**What is expected:**
Locate every row below that contains the word "rocky" and copy each of those rows in full.

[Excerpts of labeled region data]

=====

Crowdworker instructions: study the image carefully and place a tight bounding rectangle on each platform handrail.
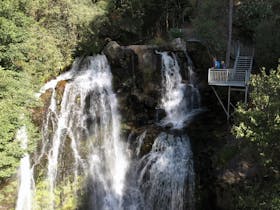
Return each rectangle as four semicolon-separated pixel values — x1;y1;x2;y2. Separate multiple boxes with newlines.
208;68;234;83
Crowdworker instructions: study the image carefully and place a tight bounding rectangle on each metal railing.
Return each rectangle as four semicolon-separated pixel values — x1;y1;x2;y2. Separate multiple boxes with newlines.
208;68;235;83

=====

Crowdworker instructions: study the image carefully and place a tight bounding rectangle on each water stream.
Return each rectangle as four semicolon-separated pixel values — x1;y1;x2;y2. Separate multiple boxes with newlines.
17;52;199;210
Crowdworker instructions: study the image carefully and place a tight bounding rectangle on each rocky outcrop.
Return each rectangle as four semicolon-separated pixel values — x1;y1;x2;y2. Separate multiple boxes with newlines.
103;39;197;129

=====

**Correct response:**
Crowdworker instructions: study the image carefully and place a tight bounding rectangle on each rocky outcrop.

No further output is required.